» **Supplied text**:
####################
The shape of the problem
Marketing wants Claude to draft campaigns. Engineering wants it to explain legacy code. Finance wants it to summarize earnings calls. HR wants it for résumé screening (carefully). Each department builds a half-baked deployment with different keys, different prompts, different security postures, different cost ceilings. Procurement wants to consolidate.
OpenClawMU is the consolidation primitive: one self-hosted gateway, one set of credentials, one audit log, one billing rollup — with per-team isolation so nothing leaks between departments.
What your security team will care about
- Data residency. Everything sits on your hardware in your region. LLM traffic egresses to Anthropic / OpenAI / your-internal-model.
- Token rotation. Per-tenant tokens rotate without restart. Compromised credentials are a single CLI command away from revoked.
- Audit log. JSONL append-only log captures every state-changing operation: tenant create/delete, token rotate, config write, backup, restore, channel pair.
- Sandbox isolation. Code execution is sandboxed by default (bubblewrap on Linux, Docker elsewhere). No network egress unless explicitly allow-listed.
- Admin/tenant separation. Admin keys live in the gateway config; tenants cannot read or override them.
- Path-traversal hardening. Every path-taking API resolves and validates against the tenant root.
What your finance team will care about
- Per-team cost. CSV reports per tenant per period. Charge back to internal budgets.
- Hard quotas. Departments can't blow the monthly LLM budget — the gateway 429s at the quota boundary.
####################
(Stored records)

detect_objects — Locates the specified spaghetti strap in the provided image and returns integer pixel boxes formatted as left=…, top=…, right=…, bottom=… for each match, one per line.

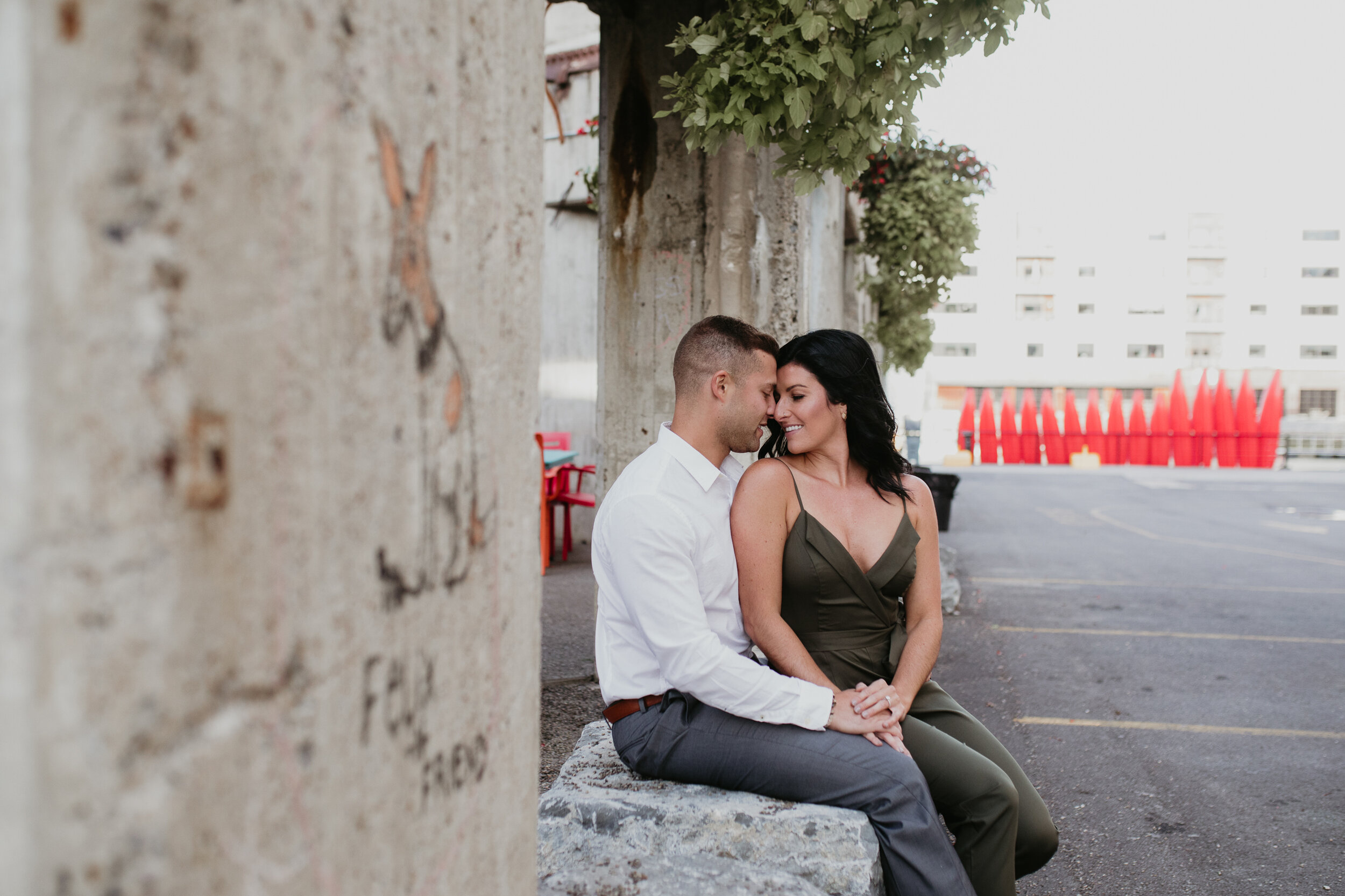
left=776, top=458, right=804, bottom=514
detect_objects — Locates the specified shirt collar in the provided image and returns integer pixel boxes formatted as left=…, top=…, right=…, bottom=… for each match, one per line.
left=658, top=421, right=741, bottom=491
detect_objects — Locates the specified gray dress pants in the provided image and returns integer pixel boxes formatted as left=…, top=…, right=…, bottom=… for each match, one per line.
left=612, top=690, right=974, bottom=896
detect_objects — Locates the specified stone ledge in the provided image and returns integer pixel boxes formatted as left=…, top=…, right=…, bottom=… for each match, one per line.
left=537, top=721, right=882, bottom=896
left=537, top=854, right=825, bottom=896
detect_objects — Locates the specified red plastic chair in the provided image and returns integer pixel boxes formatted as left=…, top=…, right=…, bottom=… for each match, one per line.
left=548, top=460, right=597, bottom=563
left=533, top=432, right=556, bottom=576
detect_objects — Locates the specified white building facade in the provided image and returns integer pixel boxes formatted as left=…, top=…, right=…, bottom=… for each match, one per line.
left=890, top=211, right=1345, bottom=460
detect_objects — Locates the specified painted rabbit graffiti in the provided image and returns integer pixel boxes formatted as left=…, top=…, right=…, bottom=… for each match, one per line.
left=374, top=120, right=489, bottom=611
####################
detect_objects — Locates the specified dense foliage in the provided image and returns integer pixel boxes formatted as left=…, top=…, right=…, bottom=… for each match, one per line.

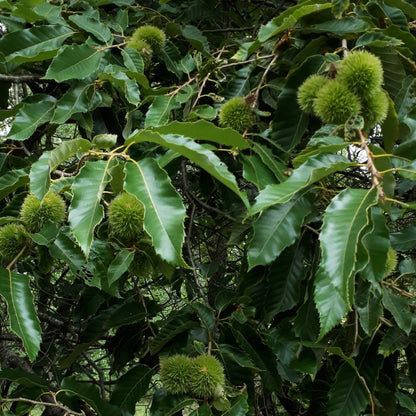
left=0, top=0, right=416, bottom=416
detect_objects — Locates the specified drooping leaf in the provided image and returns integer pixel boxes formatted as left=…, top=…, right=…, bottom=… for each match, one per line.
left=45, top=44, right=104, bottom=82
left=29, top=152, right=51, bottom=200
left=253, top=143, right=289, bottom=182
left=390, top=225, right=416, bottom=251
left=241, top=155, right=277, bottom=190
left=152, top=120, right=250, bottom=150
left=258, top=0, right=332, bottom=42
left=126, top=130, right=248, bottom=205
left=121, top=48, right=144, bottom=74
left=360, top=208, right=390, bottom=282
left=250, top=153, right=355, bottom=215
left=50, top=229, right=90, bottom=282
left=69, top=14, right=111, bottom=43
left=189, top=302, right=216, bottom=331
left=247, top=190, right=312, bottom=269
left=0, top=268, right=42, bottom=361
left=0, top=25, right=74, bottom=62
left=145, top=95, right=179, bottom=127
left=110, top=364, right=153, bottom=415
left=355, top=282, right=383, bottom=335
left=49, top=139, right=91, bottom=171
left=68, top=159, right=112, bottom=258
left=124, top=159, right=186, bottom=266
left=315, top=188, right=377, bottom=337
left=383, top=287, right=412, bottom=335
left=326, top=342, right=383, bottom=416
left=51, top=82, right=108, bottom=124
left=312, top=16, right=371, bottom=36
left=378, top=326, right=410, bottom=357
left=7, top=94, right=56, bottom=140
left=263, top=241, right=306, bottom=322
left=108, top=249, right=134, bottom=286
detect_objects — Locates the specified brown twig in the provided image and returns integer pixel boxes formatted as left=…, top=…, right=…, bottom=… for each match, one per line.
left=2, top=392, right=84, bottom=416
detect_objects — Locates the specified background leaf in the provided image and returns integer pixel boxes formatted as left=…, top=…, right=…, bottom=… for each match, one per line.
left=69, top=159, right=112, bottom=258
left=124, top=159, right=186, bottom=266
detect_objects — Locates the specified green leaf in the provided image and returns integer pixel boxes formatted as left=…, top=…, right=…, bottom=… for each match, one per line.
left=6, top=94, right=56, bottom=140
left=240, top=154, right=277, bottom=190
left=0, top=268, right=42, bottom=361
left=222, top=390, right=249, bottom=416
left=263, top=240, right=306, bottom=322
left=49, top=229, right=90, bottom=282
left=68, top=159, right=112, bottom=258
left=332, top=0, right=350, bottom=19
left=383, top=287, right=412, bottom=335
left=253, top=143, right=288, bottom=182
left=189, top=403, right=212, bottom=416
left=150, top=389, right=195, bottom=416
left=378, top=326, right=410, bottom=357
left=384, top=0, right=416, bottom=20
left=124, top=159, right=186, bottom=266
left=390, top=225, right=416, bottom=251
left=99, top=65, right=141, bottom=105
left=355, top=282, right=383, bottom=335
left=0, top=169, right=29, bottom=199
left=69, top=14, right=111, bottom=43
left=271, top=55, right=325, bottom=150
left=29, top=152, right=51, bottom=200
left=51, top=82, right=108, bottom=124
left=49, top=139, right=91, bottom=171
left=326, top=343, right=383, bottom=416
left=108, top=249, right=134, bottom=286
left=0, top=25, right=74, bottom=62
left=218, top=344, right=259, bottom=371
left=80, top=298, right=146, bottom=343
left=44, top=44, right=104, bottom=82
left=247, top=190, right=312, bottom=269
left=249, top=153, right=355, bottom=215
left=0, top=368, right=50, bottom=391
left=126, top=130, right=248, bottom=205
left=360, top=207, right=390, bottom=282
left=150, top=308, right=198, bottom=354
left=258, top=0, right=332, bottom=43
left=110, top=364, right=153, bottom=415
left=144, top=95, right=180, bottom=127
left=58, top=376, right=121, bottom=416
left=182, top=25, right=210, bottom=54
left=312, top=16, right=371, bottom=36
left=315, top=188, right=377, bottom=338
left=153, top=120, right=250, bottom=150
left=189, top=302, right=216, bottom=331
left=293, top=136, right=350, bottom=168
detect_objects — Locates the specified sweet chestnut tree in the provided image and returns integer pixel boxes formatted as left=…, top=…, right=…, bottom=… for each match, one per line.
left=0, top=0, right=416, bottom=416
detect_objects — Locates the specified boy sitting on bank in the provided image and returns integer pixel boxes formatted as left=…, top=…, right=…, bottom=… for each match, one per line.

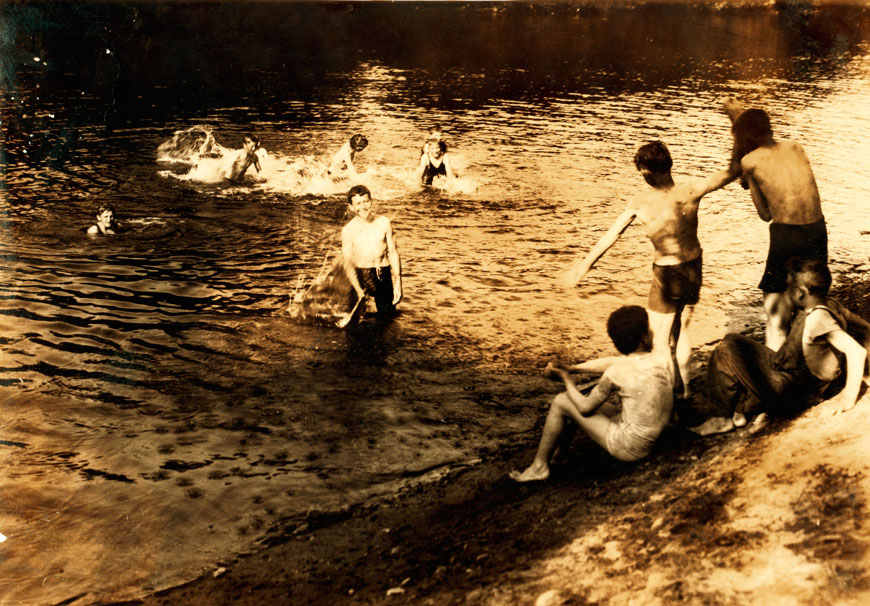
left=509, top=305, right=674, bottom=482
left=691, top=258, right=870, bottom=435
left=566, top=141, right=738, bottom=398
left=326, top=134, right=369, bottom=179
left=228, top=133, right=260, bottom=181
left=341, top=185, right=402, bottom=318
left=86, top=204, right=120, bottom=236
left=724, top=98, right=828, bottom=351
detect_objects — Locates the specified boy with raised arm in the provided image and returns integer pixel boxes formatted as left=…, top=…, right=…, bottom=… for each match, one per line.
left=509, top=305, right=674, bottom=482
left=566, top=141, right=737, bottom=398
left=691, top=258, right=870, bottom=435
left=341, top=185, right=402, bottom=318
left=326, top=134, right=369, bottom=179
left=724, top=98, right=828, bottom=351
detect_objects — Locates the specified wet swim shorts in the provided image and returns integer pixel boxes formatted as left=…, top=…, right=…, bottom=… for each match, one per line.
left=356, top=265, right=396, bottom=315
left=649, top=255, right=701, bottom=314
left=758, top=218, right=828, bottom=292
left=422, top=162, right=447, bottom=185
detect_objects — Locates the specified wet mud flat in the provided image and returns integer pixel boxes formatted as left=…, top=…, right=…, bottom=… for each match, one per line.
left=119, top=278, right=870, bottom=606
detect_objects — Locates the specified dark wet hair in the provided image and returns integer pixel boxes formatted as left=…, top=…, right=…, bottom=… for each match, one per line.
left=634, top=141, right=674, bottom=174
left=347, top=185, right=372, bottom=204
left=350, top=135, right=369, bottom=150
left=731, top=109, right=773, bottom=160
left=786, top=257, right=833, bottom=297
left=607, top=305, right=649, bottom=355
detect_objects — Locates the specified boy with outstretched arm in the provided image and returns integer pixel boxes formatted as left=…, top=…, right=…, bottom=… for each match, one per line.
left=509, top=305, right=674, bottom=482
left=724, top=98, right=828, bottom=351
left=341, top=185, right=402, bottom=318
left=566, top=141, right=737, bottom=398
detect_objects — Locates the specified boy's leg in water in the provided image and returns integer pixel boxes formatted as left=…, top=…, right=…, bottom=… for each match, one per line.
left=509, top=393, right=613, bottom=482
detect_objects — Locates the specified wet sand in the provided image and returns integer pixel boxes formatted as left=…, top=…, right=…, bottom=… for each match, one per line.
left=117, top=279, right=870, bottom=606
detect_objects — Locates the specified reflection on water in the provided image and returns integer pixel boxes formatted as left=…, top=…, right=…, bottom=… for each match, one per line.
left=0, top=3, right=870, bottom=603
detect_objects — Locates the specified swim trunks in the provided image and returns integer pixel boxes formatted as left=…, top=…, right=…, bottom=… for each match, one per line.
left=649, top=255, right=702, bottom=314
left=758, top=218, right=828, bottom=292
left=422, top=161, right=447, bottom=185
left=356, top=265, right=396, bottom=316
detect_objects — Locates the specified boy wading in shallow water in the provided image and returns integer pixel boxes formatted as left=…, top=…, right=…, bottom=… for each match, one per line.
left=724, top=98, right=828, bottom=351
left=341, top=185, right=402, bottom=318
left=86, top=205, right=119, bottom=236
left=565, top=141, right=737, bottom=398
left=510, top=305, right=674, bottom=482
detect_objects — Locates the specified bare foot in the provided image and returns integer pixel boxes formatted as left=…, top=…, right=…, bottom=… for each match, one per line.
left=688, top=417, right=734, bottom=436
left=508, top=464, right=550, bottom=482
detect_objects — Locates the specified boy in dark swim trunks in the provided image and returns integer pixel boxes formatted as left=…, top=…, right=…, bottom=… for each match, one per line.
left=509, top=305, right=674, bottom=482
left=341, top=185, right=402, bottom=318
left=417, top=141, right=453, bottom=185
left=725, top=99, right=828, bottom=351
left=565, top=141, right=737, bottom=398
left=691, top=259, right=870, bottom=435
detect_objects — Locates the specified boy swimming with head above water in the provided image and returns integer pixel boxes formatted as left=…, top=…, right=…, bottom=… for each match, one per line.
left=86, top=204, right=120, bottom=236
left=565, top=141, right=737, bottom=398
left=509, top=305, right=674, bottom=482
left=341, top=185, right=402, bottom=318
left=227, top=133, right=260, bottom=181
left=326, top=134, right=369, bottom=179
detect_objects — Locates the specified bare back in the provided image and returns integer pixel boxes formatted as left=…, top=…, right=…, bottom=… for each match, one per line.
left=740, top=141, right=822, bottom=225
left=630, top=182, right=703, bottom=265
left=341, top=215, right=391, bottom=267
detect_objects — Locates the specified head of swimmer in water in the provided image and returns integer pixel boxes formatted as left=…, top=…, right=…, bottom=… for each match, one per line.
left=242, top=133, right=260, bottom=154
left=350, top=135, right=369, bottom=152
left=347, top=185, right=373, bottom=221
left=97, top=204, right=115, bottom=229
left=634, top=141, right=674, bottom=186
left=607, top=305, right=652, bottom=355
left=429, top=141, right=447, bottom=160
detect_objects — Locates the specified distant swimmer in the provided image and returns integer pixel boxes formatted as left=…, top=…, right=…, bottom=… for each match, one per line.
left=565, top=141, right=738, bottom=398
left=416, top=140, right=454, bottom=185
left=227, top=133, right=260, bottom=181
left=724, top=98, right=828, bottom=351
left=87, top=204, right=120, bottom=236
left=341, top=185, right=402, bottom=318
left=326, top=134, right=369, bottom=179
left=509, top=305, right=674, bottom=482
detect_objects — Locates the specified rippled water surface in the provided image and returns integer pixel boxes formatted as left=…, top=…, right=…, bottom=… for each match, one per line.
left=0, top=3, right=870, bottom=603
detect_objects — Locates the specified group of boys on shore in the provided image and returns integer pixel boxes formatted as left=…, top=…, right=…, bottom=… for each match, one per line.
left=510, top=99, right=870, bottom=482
####################
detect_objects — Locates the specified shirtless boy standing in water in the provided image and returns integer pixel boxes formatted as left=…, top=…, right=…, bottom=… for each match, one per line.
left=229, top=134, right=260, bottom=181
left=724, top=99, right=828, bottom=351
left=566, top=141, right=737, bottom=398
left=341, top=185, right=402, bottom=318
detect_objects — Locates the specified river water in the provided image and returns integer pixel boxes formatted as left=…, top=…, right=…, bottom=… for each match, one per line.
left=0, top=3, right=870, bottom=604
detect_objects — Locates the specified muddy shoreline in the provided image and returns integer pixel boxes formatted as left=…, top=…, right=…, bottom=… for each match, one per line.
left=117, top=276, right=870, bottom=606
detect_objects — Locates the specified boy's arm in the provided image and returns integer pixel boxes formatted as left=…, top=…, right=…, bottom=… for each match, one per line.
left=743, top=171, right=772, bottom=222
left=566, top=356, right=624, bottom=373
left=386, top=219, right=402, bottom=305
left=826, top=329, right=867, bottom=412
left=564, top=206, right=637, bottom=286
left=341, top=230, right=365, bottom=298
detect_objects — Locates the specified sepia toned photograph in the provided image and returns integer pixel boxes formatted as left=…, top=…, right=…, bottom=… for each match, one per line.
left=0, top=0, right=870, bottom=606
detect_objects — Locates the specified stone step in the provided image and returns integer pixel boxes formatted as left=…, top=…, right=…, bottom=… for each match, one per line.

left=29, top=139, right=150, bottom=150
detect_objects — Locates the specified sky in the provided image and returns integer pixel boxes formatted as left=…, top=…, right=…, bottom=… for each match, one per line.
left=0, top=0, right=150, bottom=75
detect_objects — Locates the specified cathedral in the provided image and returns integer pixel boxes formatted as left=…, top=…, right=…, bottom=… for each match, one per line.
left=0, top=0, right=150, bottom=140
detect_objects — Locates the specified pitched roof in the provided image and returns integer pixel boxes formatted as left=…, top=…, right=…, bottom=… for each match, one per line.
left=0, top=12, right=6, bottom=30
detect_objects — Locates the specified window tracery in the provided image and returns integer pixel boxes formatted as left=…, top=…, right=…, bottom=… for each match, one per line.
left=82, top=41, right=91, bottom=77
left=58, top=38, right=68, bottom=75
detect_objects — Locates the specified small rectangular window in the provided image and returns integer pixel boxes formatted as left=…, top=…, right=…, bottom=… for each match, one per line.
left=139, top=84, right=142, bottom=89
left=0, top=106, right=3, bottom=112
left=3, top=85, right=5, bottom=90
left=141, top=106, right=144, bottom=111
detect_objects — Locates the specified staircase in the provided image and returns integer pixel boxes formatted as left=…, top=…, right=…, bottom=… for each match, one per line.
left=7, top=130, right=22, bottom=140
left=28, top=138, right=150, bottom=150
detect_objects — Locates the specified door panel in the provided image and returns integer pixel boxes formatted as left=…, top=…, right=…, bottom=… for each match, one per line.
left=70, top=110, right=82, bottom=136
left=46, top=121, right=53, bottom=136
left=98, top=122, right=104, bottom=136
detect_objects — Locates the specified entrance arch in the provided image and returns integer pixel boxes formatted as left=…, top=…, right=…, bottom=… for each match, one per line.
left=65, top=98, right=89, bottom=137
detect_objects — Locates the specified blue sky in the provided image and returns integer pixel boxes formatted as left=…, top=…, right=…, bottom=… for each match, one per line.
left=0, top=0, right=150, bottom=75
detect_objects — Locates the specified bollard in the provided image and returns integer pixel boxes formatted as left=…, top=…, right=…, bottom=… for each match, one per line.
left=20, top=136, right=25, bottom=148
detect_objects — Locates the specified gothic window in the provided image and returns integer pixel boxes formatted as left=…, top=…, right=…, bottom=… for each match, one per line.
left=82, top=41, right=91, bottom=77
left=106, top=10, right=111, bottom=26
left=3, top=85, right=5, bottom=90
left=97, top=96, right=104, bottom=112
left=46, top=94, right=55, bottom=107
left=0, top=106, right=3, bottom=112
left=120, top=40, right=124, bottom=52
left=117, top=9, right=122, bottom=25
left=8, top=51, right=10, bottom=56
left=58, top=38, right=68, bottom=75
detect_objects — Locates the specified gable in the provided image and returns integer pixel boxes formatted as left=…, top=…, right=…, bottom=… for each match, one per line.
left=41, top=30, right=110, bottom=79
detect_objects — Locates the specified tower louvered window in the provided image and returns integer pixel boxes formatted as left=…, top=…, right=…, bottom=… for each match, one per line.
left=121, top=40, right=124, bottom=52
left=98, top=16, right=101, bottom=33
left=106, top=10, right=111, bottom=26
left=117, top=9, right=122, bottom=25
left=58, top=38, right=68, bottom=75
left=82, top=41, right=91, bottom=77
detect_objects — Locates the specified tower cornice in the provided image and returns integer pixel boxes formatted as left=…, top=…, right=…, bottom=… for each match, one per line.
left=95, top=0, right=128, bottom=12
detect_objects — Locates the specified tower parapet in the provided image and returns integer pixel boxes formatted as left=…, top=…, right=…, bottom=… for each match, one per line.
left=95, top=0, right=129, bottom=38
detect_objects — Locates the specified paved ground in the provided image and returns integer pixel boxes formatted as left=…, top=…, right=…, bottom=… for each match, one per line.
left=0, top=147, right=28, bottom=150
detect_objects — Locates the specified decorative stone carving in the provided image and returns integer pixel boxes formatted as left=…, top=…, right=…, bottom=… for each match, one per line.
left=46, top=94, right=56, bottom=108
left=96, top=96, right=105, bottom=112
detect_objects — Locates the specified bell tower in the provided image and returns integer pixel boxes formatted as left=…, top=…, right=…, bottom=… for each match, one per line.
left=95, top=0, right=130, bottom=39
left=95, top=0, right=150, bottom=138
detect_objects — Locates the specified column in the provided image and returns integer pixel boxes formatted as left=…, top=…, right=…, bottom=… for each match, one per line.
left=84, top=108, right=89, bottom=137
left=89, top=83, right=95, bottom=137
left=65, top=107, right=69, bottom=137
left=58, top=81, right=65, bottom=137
####################
» **Directions**:
1. Return the passage of the OpenClawMU overview starting at "OpenClawMU is the" and ending at "or override them.", copied word for word.
2. In the OpenClawMU overview, what does the gateway do when a department reaches its quota boundary?
3. Extend the OpenClawMU overview from its last line onward.

» **Written answers**:
1.
OpenClawMU is the consolidation primitive: one self-hosted gateway, one set of credentials, one audit log, one billing rollup — with per-team isolation so nothing leaks between departments.
What your security team will care about
- Data residency. Everything sits on your hardware in your region. LLM traffic egresses to Anthropic / OpenAI / your-internal-model.
- Token rotation. Per-tenant tokens rotate without restart. Compromised credentials are a single CLI command away from revoked.
- Audit log. JSONL append-only log captures every state-changing operation: tenant create/delete, token rotate, config write, backup, restore, channel pair.
- Sandbox isolation. Code execution is sandboxed by default (bubblewrap on Linux, Docker elsewhere). No network egress unless explicitly allow-listed.
- Admin/tenant separation. Admin keys live in the gateway config; tenants cannot read or override them.

2. It returns 429s at the quota boundary.

3.
- Rate card snapshotting. Historical reports reflect the rates that were in effect at the time, not today's rates.
- Apache-2.0. No per-seat licensing, no surprise SaaS bills.
Deployment patterns
- Single-instance. One VM, one gateway, all departments as tenants. Good for < 500 active users.
- Two-region. Active gateway in primary region, hot-standby in secondary, S3 cross-region replication for backups. RTO ~10 minutes via restore.
- Tenant-routed cluster. N gateways, a router in front that pins tenants to gateways by hash. Good for larger orgs.
- Air-gapped. Gateway points at an internal Llama / Mistral inference server. No outbound traffic at all. Slower, fully isolated.
Integration with existing tools
- SSO. Your IdP authenticates users; your backend maps them to tenant tokens via the control-plane API.
- Slack. Tenant pairs Slack workspace; messages route to that tenant's agent.
- Email. Custom inbound adapter (~200 lines) makes the gateway answer to a shared mailbox.
- SIEM. Ship the JSONL audit log to Splunk / Elastic / Datadog with any log forwarder.
- BI. Pipe billing CSVs to Snowflake / BigQuery for executive dashboards.